_BLOC DE TEXTE_
Charmante Thalie, puisque vous voulez bien jouer cet enfant que je vous ai fait, ayez donc la bonté de finir le quatrième acte à ces vers :

De la nature il faut que le retour
Soit, s’il se peut, l’ouvrage de l’amour.

Ne ferez-vous point quelque jour le même honneur à cette Alzire qui vous a déjà tant d’obligation ?

Il est bien vrai que si j’avais l’honneur de vous voir, je ne travaillerais que pour vous, et je ne croirais que vous. Je ne demande point l’amitié du sieur Guyot de Merville ; je demande seulement que vous lui fassiez connaître par un mot (et un mot de vous porte coup), qu’il ne doit point farcir ses préfaces d’injures inutiles contre des personnes qui ne lui ont jamais nui ; rendez-le, si vous pouvez, honnête homme et bon auteur, et sans qu’il vous en coûte qu’un petit conseil donné à propos. Vous savez obliger aussi bien que plaisanter, et je sais que Thalie est un honnête homme.

Mèrope est prodigieusement corrigée et limée : elle ressemble à Amasis, parce qu’il y a une mère ; elle ressemble à Gustave Vasa, parce qu’il y a un fils ; mais elle ne ressemble à rien, puisqu’elle est sans amour.

_TRAVAIL À FAIRE_
Citez mot pour mot et en entier la lettre adressée à Thalie ci-dessus.

(Enregistrements d'étiquetage de lieux)
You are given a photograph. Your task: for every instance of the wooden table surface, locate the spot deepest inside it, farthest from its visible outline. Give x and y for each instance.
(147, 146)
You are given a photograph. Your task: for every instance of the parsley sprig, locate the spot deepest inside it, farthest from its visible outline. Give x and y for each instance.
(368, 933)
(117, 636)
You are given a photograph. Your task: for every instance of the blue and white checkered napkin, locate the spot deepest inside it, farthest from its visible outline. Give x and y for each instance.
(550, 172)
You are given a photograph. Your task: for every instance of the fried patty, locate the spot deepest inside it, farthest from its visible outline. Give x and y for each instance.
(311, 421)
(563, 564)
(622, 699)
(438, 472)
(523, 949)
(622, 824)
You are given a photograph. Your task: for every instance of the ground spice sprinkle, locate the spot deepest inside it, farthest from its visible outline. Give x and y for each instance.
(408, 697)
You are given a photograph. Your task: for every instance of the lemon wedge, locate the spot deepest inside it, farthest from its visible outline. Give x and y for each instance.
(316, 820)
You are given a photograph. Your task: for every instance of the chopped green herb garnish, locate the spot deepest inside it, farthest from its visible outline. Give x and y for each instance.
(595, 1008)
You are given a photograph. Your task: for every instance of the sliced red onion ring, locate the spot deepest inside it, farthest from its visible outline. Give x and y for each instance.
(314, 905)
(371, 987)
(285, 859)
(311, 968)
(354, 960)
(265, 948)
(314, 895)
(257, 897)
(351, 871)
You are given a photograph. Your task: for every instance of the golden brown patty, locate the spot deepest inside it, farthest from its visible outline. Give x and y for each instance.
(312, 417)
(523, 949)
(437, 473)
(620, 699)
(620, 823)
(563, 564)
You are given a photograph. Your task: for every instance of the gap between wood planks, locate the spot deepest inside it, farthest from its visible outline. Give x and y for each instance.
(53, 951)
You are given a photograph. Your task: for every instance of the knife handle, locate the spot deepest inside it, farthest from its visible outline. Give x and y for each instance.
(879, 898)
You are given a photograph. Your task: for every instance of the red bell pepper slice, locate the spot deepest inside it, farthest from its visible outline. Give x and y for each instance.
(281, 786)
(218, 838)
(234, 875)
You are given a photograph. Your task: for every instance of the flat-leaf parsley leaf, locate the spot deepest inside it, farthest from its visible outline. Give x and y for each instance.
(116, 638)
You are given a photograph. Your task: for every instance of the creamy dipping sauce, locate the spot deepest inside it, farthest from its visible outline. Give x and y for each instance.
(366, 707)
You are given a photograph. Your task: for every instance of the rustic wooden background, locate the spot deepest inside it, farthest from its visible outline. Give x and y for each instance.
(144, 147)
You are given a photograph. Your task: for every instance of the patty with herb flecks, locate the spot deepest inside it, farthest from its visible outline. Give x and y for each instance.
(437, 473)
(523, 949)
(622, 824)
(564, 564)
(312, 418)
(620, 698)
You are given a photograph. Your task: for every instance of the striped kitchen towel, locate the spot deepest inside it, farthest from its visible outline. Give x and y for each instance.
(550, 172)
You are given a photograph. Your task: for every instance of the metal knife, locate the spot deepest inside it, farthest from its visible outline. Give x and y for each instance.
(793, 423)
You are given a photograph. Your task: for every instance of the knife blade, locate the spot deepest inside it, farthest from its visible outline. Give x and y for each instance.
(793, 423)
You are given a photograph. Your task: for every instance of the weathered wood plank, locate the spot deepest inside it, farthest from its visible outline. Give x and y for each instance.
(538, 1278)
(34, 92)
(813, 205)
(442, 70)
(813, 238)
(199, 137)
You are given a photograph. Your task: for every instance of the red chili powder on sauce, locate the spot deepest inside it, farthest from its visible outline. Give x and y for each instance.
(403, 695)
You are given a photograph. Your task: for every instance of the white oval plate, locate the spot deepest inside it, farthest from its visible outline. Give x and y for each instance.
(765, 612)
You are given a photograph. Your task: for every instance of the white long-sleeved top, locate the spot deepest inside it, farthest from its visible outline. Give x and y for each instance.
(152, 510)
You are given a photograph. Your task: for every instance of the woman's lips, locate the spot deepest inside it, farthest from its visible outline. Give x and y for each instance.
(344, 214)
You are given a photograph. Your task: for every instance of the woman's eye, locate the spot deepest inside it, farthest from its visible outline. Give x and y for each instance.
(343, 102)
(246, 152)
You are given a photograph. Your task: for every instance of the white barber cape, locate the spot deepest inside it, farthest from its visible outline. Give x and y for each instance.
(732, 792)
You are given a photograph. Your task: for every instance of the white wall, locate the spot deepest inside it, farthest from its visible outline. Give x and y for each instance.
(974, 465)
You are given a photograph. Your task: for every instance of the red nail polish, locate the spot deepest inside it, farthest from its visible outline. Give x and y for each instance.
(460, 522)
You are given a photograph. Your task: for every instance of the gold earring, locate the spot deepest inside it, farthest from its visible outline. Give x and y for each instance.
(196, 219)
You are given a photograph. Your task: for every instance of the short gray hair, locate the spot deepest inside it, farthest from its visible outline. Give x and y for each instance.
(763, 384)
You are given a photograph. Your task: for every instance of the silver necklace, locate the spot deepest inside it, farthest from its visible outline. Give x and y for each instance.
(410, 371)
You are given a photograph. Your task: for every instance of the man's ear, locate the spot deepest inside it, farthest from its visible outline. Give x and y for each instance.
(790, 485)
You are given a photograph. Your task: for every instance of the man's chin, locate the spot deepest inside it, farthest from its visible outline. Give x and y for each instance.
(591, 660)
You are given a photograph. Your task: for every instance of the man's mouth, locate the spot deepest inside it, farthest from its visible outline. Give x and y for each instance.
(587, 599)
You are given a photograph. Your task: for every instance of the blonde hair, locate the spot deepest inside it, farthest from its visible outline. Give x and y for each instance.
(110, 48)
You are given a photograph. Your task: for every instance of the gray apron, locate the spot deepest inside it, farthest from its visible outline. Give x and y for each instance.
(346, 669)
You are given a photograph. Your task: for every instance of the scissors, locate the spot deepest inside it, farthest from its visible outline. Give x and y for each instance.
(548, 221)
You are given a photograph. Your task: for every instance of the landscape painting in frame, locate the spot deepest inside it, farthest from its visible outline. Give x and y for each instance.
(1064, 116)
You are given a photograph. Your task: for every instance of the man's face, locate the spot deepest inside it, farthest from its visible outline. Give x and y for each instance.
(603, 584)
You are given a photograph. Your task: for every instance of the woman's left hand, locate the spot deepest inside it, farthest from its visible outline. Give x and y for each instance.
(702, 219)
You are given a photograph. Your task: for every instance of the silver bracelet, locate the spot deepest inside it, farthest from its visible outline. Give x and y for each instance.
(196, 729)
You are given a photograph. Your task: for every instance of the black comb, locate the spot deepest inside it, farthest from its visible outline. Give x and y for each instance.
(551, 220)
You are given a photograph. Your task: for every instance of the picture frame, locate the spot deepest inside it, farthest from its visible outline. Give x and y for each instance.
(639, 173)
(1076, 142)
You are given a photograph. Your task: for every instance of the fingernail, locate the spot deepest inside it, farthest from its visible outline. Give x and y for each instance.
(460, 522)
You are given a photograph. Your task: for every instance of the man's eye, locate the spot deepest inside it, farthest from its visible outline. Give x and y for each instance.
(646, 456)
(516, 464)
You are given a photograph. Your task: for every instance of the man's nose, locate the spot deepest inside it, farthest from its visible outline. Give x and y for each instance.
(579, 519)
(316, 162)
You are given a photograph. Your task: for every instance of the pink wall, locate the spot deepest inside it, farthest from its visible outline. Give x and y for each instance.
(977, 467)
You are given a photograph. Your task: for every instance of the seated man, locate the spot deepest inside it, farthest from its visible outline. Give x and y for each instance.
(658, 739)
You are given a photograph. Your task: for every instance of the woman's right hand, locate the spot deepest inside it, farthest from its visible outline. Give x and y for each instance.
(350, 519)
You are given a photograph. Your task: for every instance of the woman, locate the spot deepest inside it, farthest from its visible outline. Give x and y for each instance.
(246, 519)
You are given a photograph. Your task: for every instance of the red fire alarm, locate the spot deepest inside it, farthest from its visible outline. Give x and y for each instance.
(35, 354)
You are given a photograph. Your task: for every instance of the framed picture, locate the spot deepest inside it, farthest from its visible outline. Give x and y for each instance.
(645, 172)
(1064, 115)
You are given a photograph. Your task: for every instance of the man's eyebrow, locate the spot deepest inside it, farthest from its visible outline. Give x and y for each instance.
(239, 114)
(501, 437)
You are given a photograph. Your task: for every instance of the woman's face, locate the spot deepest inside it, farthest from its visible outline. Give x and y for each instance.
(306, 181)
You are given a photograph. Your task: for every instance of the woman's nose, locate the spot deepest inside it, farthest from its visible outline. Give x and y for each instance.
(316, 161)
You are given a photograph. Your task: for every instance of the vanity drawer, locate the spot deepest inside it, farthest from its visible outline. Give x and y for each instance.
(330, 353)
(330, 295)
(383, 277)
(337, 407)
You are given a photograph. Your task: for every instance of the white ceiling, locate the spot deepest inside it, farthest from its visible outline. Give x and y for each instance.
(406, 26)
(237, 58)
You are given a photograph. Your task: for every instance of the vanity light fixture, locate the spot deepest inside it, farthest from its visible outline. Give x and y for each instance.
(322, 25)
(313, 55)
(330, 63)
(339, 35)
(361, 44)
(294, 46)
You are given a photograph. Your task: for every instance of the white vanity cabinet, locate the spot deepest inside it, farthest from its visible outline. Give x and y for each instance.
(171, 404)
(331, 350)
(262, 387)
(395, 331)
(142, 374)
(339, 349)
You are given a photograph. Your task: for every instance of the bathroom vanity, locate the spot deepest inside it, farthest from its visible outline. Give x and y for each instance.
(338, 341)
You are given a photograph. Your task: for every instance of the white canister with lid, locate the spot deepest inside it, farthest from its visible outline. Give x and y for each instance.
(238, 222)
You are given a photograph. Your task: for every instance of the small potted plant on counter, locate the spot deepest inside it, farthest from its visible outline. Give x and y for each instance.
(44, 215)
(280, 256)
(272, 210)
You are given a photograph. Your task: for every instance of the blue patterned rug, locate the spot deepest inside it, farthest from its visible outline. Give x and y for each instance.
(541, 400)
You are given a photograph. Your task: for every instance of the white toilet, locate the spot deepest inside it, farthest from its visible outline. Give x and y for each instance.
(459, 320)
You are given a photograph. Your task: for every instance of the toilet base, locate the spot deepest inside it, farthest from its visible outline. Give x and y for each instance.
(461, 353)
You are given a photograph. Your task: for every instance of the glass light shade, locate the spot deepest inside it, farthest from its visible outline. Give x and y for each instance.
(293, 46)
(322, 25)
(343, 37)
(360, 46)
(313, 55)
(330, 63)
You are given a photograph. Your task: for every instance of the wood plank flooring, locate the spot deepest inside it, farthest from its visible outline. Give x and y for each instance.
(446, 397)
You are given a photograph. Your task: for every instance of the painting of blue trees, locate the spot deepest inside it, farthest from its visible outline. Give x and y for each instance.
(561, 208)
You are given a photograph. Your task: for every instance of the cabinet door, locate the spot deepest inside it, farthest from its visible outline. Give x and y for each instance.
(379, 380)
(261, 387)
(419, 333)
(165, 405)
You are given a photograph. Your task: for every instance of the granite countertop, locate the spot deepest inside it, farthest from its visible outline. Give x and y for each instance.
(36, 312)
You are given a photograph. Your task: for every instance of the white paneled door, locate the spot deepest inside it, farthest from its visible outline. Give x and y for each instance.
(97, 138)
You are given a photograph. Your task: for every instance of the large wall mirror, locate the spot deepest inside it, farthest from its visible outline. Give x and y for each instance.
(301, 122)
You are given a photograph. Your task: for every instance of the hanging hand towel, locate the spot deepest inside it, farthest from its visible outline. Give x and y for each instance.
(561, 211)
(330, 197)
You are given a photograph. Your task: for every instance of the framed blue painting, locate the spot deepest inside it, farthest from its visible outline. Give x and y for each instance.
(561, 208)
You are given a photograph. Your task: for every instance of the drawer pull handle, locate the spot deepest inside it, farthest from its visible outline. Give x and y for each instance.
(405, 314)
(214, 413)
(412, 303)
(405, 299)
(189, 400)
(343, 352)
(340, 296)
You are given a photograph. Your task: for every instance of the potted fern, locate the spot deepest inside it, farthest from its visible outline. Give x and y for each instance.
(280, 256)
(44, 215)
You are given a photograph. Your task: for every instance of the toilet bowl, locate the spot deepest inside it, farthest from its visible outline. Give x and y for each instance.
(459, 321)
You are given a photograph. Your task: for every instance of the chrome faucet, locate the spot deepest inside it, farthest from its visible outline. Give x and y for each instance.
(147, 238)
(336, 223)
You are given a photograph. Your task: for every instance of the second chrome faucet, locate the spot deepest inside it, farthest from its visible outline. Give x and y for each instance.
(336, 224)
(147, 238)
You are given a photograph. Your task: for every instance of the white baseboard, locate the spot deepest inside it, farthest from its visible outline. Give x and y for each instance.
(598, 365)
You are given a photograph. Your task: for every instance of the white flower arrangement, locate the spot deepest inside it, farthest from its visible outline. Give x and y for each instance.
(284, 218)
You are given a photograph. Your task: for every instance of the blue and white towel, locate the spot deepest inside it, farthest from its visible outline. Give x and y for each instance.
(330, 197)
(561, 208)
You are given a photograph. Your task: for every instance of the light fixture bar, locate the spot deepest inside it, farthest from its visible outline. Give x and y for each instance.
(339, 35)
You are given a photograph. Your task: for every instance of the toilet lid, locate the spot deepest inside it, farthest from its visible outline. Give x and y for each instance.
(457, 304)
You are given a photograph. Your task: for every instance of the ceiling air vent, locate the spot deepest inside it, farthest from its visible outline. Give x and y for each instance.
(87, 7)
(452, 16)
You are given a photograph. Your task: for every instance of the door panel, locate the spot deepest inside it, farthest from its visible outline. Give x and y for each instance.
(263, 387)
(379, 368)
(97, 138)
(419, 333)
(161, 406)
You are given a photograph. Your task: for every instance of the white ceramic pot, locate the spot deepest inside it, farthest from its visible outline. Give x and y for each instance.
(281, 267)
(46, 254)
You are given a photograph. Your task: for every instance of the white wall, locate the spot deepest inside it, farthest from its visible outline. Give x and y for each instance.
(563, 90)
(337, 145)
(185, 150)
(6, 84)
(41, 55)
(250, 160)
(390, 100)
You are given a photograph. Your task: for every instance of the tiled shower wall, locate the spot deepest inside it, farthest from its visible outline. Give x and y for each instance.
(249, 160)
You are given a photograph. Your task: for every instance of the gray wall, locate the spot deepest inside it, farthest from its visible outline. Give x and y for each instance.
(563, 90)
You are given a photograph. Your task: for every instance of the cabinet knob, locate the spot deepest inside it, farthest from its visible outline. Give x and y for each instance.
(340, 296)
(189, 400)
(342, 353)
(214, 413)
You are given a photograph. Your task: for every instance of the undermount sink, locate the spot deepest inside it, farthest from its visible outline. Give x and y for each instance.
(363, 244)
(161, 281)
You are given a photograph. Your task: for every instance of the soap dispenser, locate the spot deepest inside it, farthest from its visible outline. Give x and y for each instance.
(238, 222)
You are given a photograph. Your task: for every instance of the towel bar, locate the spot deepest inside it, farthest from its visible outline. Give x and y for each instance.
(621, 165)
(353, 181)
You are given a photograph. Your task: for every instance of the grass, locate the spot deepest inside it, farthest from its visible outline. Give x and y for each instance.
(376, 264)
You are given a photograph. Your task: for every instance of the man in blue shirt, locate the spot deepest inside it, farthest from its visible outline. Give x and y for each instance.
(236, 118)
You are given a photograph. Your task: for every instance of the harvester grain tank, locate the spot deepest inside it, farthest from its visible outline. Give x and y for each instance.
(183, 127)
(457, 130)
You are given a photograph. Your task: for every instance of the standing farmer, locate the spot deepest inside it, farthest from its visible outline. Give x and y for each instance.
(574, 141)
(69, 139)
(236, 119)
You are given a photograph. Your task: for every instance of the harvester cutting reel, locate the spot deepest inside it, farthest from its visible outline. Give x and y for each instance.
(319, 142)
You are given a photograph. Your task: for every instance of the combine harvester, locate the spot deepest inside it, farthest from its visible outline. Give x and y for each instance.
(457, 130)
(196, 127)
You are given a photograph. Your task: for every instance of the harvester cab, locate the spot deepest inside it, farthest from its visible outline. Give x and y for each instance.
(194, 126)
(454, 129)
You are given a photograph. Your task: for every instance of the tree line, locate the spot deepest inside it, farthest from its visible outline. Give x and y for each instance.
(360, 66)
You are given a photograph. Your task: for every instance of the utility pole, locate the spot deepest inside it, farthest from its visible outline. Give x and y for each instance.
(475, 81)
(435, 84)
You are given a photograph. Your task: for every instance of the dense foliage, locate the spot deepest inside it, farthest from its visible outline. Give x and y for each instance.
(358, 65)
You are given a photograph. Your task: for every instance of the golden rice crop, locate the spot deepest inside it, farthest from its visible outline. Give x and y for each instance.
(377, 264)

_SOLUTION DU PROBLÈME_
Charmante Thalie, puisque vous voulez bien jouer cet enfant que je vous ai fait, ayez donc la bonté de finir le quatrième acte à ces vers :

De la nature il faut que le retour
Soit, s’il se peut, l’ouvrage de l’amour.

Ne ferez-vous point quelque jour le même honneur à cette Alzire qui vous a déjà tant d’obligation ?

Il est bien vrai que si j’avais l’honneur de vous voir, je ne travaillerais que pour vous, et je ne croirais que vous. Je ne demande point l’amitié du sieur Guyot de Merville ; je demande seulement que vous lui fassiez connaître par un mot (et un mot de vous porte coup), qu’il ne doit point farcir ses préfaces d’injures inutiles contre des personnes qui ne lui ont jamais nui ; rendez-le, si vous pouvez, honnête homme et bon auteur, et sans qu’il vous en coûte qu’un petit conseil donné à propos. Vous savez obliger aussi bien que plaisanter, et je sais que Thalie est un honnête homme.

Mèrope est prodigieusement corrigée et limée : elle ressemble à Amasis, parce qu’il y a une mère ; elle ressemble à Gustave Vasa, parce qu’il y a un fils ; mais elle ne ressemble à rien, puisqu’elle est sans amour.